● **WHAT YOU ARE ASKED TO DO**
Nothing but the data, repeated exactly, belongs in the answer.

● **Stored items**
▬▬▬▬▬▬▬▬▬▬

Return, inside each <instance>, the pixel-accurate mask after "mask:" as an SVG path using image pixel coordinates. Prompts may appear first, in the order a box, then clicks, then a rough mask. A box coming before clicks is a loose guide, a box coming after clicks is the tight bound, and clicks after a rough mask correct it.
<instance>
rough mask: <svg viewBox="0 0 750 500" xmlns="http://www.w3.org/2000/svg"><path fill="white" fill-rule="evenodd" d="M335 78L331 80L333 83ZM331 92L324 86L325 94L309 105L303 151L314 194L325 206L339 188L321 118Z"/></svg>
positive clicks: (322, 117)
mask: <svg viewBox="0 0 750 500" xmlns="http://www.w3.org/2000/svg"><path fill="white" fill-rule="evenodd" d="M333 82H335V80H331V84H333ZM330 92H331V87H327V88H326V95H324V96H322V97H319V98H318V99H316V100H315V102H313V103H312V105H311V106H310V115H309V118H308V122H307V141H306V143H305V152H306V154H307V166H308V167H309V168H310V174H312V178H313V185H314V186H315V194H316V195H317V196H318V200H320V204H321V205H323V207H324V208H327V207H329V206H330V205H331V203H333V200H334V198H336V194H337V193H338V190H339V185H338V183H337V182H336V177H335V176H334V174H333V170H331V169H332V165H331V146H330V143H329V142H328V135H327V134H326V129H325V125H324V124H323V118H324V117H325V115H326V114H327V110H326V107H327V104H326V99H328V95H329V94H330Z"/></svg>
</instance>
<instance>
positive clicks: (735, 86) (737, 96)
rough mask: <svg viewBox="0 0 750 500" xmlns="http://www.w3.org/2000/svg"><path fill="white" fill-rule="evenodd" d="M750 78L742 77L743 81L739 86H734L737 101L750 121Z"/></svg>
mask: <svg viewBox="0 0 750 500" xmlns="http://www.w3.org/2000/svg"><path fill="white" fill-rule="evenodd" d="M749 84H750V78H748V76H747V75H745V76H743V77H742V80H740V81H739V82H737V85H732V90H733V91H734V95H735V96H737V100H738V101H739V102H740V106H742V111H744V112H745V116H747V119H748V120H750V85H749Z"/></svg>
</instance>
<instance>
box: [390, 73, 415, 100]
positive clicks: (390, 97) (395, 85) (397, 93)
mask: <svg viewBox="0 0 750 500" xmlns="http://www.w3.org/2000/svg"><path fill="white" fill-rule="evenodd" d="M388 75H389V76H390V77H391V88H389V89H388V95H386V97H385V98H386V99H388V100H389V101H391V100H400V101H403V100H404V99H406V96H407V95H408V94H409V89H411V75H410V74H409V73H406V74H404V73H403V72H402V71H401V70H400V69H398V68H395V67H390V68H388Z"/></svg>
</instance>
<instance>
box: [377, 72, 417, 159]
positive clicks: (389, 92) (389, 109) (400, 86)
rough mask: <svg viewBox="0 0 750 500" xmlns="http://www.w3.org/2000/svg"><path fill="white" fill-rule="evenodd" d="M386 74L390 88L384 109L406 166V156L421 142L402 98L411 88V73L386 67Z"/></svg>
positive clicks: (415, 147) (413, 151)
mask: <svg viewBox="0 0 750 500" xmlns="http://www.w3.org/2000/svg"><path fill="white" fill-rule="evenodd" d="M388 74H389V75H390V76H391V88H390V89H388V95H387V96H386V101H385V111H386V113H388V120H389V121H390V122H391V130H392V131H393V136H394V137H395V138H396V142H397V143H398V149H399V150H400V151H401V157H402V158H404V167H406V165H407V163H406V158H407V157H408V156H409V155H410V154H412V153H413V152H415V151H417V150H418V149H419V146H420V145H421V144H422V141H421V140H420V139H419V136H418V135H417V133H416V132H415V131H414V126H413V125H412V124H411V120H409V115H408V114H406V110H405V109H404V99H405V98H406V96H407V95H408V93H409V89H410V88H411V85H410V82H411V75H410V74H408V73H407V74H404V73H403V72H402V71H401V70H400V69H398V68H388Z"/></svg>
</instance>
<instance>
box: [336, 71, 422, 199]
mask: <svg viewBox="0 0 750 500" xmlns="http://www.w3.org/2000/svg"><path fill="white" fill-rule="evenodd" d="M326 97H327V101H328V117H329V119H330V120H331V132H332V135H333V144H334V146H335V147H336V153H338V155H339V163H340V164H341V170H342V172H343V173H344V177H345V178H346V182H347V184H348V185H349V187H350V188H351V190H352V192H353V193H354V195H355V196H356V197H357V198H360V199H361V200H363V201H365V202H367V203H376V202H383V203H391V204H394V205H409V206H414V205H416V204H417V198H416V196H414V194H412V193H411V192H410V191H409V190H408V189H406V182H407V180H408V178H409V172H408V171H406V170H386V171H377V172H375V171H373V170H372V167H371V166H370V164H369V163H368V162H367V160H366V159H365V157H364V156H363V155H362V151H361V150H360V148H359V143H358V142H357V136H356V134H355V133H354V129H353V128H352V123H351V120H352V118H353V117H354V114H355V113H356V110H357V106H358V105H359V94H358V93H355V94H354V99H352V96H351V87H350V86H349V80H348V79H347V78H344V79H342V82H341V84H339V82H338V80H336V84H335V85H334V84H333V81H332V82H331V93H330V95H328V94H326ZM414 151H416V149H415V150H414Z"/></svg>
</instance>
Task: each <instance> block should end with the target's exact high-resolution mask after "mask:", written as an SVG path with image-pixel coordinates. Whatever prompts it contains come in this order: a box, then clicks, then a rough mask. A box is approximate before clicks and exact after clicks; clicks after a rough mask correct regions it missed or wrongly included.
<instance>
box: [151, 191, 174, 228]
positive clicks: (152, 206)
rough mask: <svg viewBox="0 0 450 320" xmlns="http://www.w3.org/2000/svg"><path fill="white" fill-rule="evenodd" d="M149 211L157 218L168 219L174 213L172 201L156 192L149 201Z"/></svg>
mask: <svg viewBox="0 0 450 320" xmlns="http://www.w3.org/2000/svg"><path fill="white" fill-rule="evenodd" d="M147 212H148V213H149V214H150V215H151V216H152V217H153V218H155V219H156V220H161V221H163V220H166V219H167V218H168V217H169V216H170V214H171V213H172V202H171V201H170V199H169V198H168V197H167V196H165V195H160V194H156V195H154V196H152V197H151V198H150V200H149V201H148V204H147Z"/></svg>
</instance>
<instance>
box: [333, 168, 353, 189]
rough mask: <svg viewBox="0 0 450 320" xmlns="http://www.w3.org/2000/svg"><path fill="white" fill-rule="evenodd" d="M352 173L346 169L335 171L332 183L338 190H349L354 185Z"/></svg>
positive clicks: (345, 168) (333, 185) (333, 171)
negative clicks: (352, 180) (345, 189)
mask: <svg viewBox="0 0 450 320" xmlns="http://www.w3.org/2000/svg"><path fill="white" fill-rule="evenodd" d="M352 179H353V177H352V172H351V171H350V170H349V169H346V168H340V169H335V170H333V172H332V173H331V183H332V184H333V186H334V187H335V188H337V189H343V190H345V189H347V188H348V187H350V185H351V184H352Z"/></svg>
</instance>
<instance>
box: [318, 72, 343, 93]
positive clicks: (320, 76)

▬▬▬▬▬▬▬▬▬▬

● **ANSWER SECTION**
Return, inside each <instance>, the pixel-accurate mask after "mask:" as an SVG path using image pixel coordinates. Prompts may appear first, in the order a box, then clicks, then a rough mask. A box coming before clicks is a loose guide, a box coming after clicks is the tight bound, and clicks after a rough mask correct it.
<instance>
rough mask: <svg viewBox="0 0 750 500" xmlns="http://www.w3.org/2000/svg"><path fill="white" fill-rule="evenodd" d="M335 78L331 80L333 83ZM331 92L324 86L325 94L309 105L303 151L314 194L325 206L339 188L321 118Z"/></svg>
positive clicks: (322, 117)
mask: <svg viewBox="0 0 750 500" xmlns="http://www.w3.org/2000/svg"><path fill="white" fill-rule="evenodd" d="M333 82H335V80H331V84H333ZM330 92H331V87H327V88H326V95H324V96H322V97H319V98H318V99H316V100H315V102H313V103H312V105H311V106H310V115H309V118H308V122H307V141H306V143H305V152H306V154H307V166H308V167H309V168H310V174H312V178H313V185H314V186H315V194H316V195H317V196H318V200H320V204H321V205H323V207H324V208H327V207H329V206H330V205H331V203H333V200H334V198H336V194H337V193H338V190H339V185H338V183H337V182H336V177H335V176H334V174H333V170H331V169H332V165H331V146H330V143H329V142H328V135H327V134H326V129H325V125H324V124H323V118H324V117H325V115H326V114H327V110H326V107H327V104H326V99H328V95H329V94H330Z"/></svg>
</instance>
<instance>
positive clicks: (735, 86) (737, 96)
rough mask: <svg viewBox="0 0 750 500" xmlns="http://www.w3.org/2000/svg"><path fill="white" fill-rule="evenodd" d="M750 78L742 77L743 81L739 86H734L737 101L750 121Z"/></svg>
mask: <svg viewBox="0 0 750 500" xmlns="http://www.w3.org/2000/svg"><path fill="white" fill-rule="evenodd" d="M749 84H750V78H748V76H747V75H745V76H743V77H742V80H740V81H739V82H737V85H732V90H733V91H734V95H735V96H737V100H738V101H739V102H740V106H742V111H744V112H745V116H747V119H748V120H750V85H749Z"/></svg>
</instance>
<instance>
box: [390, 73, 415, 100]
positive clicks: (390, 97) (395, 85) (397, 93)
mask: <svg viewBox="0 0 750 500" xmlns="http://www.w3.org/2000/svg"><path fill="white" fill-rule="evenodd" d="M388 75H389V76H390V77H391V88H389V89H388V95H386V97H385V98H386V99H388V100H389V101H391V100H400V101H403V100H404V99H406V96H407V95H408V94H409V89H411V75H410V74H409V73H406V74H404V73H403V72H402V71H401V70H400V69H398V68H395V67H390V68H388Z"/></svg>
</instance>
<instance>
box: [377, 72, 417, 159]
positive clicks: (389, 92) (389, 109) (400, 86)
rough mask: <svg viewBox="0 0 750 500" xmlns="http://www.w3.org/2000/svg"><path fill="white" fill-rule="evenodd" d="M386 74L390 88L384 109L406 166V156L421 142L402 98L411 88V73L386 67Z"/></svg>
positive clicks: (415, 147) (413, 151)
mask: <svg viewBox="0 0 750 500" xmlns="http://www.w3.org/2000/svg"><path fill="white" fill-rule="evenodd" d="M388 74H389V75H390V76H391V88H390V89H388V95H387V96H386V101H385V111H386V113H388V120H389V121H390V122H391V130H392V131H393V136H394V137H395V138H396V142H397V143H398V149H399V150H400V151H401V157H402V158H404V167H406V165H407V163H406V158H407V157H408V156H409V155H410V154H412V153H413V152H415V151H417V150H418V149H419V146H420V145H421V144H422V141H421V140H420V139H419V136H418V135H417V133H416V132H415V131H414V126H413V125H412V124H411V120H409V115H408V114H406V110H405V109H404V99H405V98H406V96H407V95H408V93H409V89H410V88H411V85H410V82H411V75H410V74H408V73H407V74H404V73H403V72H402V71H401V70H400V69H398V68H388Z"/></svg>
</instance>
<instance>
box: [336, 71, 422, 199]
mask: <svg viewBox="0 0 750 500" xmlns="http://www.w3.org/2000/svg"><path fill="white" fill-rule="evenodd" d="M326 97H327V101H328V117H329V119H330V120H331V132H332V135H333V144H334V146H335V147H336V153H338V155H339V163H340V164H341V170H342V172H343V173H344V177H345V178H346V182H347V184H348V185H349V187H350V188H351V190H352V192H353V193H354V195H355V196H356V197H357V198H360V199H361V200H363V201H365V202H367V203H376V202H383V203H391V204H394V205H409V206H414V205H416V204H417V198H416V196H414V194H412V193H411V192H410V191H409V190H408V189H406V182H407V180H408V178H409V172H408V171H406V170H386V171H377V172H375V171H373V170H372V167H371V166H370V164H369V163H368V162H367V160H366V159H365V157H364V156H363V155H362V151H361V150H360V148H359V143H358V142H357V136H356V134H355V133H354V129H353V128H352V123H351V120H352V118H353V117H354V114H355V113H356V110H357V106H358V105H359V94H358V93H355V94H354V99H352V96H351V87H350V86H349V80H348V79H347V78H344V79H342V82H341V84H339V82H338V80H336V84H335V85H334V84H333V81H332V82H331V93H330V95H328V94H326ZM414 151H416V149H415V150H414Z"/></svg>
</instance>
Task: each <instance> block should end with the target's exact high-resolution mask after "mask:", written as an SVG path with image-pixel coordinates. Whatever prompts it contains come in this order: a box, then clicks, then a rough mask. A box is approximate before clicks and exact after clicks; clicks after a rough mask correct regions it missed or wrongly included.
<instance>
box: [151, 191, 174, 228]
positive clicks: (152, 206)
rough mask: <svg viewBox="0 0 450 320" xmlns="http://www.w3.org/2000/svg"><path fill="white" fill-rule="evenodd" d="M149 211L157 218L168 219L174 213L172 201L156 192L149 201Z"/></svg>
mask: <svg viewBox="0 0 450 320" xmlns="http://www.w3.org/2000/svg"><path fill="white" fill-rule="evenodd" d="M147 212H148V213H149V214H150V215H151V216H152V217H153V218H155V219H156V220H161V221H163V220H166V219H167V218H168V217H169V216H170V214H171V213H172V202H171V201H170V199H169V198H168V197H167V196H165V195H160V194H156V195H154V196H152V197H151V198H150V200H149V201H148V204H147Z"/></svg>
</instance>
<instance>
box: [333, 168, 353, 189]
rough mask: <svg viewBox="0 0 450 320" xmlns="http://www.w3.org/2000/svg"><path fill="white" fill-rule="evenodd" d="M352 173L346 169L335 171L332 183L338 190H349L354 185Z"/></svg>
positive clicks: (345, 168) (333, 185) (333, 171)
negative clicks: (352, 180) (345, 189)
mask: <svg viewBox="0 0 450 320" xmlns="http://www.w3.org/2000/svg"><path fill="white" fill-rule="evenodd" d="M352 179H353V177H352V172H351V171H350V170H349V169H346V168H340V169H335V170H333V172H332V173H331V183H332V184H333V186H334V187H335V188H337V189H343V190H345V189H347V188H348V187H350V185H351V184H352Z"/></svg>
</instance>
<instance>
box: [318, 72, 343, 93]
positive clicks: (320, 76)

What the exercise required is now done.